Hard Seltzer Brands, Compared: What's Actually in the Can

Hard seltzer looks like the simplest drink in the cooler. Carbonated water, a little alcohol, some fruit flavor, around 100 calories, 5% ABV. The can practically markets itself as nothing-to-see-here.

Read the fine print and that simplicity falls apart. Two cans sitting side by side in the seltzer aisle can be built on completely different alcohol, which changes the calories, the sweetener, the gluten content, and even where the product is legally allowed to ship. This piece reads the can instead of ranking the taste.

June Shine Tequila Margarita by The Liquor Bros

What's Actually Inside Hard Seltzers

Every hard seltzer is water, alcohol, and flavoring. The disagreement starts with where the alcohol comes from. That single choice drives most of what you'll notice later, so it's worth getting straight before any brand comparison.

There are three common routes. Some seltzers ferment a neutral sugar base, usually fermented cane sugar, into alcohol. Others are flavored malt beverages, closer to beer in how they're made. A smaller group skips fermentation and uses a distilled spirit like vodka, tequila, or agave.
****************************************
• **PROBLEMS TO SOLVE**:
1 – What are the three common routes to the alcohol in hard seltzer, according to the hard seltzer article?
2 – Copy the hard seltzer article from "Hard Seltzer Brands, Compared: What's" up to and including "any brand comparison.".
3 – Continue the hard seltzer article after its last sentence.
****************************************
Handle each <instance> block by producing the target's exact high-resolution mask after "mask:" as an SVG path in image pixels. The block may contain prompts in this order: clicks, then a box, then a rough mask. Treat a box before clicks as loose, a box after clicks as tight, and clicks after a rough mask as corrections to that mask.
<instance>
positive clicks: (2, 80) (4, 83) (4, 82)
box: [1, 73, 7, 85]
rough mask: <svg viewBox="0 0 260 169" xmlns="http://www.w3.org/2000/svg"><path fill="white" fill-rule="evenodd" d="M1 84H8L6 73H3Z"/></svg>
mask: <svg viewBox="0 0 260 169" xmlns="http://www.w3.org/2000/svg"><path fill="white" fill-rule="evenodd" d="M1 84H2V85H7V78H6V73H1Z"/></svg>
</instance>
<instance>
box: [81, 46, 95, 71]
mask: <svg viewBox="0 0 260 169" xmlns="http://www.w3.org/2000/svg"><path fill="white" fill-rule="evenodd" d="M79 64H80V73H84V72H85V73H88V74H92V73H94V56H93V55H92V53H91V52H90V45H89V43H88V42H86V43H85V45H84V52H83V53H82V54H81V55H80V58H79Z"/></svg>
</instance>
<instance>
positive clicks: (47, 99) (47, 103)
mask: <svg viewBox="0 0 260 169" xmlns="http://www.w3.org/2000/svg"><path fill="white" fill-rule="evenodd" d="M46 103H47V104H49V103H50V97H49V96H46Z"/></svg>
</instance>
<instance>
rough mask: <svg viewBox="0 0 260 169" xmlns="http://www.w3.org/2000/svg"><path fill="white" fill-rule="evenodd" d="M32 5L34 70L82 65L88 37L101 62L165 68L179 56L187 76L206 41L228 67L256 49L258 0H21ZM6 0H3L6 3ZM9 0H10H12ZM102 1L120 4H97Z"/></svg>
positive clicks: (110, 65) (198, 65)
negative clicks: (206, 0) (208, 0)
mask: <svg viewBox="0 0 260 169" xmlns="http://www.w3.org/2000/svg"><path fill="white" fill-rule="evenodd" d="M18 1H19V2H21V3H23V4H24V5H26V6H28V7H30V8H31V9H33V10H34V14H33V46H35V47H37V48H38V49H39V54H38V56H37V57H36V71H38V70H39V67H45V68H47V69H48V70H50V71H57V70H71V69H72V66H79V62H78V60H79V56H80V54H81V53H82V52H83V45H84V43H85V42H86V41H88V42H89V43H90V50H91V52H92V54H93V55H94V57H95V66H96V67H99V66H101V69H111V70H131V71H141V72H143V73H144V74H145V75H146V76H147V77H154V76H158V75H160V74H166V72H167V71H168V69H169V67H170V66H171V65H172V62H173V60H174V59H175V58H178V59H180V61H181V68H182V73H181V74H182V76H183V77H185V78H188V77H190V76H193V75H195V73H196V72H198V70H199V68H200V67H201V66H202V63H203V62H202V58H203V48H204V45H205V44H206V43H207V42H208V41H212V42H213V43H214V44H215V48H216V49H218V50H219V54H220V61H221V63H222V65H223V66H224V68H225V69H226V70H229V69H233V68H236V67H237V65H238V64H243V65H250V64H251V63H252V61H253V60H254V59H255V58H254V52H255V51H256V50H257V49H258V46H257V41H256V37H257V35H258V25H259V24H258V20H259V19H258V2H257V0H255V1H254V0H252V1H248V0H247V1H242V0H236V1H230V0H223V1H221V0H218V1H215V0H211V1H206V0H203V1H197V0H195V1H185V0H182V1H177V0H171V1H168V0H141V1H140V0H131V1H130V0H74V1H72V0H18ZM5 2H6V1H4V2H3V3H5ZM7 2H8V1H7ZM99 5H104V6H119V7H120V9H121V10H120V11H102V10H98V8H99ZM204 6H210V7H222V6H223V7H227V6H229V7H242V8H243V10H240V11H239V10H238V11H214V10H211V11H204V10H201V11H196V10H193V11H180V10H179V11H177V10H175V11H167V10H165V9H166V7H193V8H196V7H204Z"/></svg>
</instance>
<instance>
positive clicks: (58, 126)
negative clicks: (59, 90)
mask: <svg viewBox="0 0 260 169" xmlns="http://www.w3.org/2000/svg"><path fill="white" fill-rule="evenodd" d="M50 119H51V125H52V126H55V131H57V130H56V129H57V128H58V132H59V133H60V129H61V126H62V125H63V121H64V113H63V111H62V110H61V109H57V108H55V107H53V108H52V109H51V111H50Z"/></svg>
****************************************
• **RESULTS OF THE EXERCISE**:
1 – Fermenting a neutral sugar base such as cane sugar, making a flavored malt beverage, or using a distilled spirit like vodka, tequila, or agave.

2 –
Hard Seltzer Brands, Compared: What's Actually in the Can

Hard seltzer looks like the simplest drink in the cooler. Carbonated water, a little alcohol, some fruit flavor, around 100 calories, 5% ABV. The can practically markets itself as nothing-to-see-here.

Read the fine print and that simplicity falls apart. Two cans sitting side by side in the seltzer aisle can be built on completely different alcohol, which changes the calories, the sweetener, the gluten content, and even where the product is legally allowed to ship. This piece reads the can instead of ranking the taste.

June Shine Tequila Margarita by The Liquor Bros

What's Actually Inside Hard Seltzers

Every hard seltzer is water, alcohol, and flavoring. The disagreement starts with where the alcohol comes from. That single choice drives most of what you'll notice later, so it's worth getting straight before any brand comparison.

3 –
Those routes produce drinks that look identical in the can and behave differently on the label. Calories, carbs, sweetener type, gluten, and shipping rules all trace back to the base. The sections below compare on those terms, not on which black cherry tastes best.

How Hard Seltzer Is Actually Made

The production method explains the differences that marketing tends to paper over. Three approaches cover almost everything on the shelf.

Sugar-Fermented (Brewed) Seltzers

This is the canonical hard seltzer. Brewers ferment a neutral cane-sugar base with champagne yeast or a similar strain, strip it down to something close to flavorless, then add carbonated water and fruit flavor. White Claw and Truly, the founding duo that ignited the category around 2016, both work this way.

The appeal is a clean, neutral starting point. Because the fermented sugar base carries little flavor of its own, the fruit flavor and carbonation do most of the sensory work. It's the route that produces the crisp, light profile most people picture.

Malt-Based Seltzers

Some seltzers ferment malted barley or another grain base instead of cane sugar. Technically and legally, these sit closer to beer, which is why the label may read flavored malt beverage rather than anything resembling vodka soda. White Claw is itself classified this way in regulatory terms, even though most drinkers read it as a vodka soda in a can.

The practical difference shows up in two places. A grain base can carry gluten unless it's specifically processed out, and the malt character can leave a slightly different finish than a clean sugar base.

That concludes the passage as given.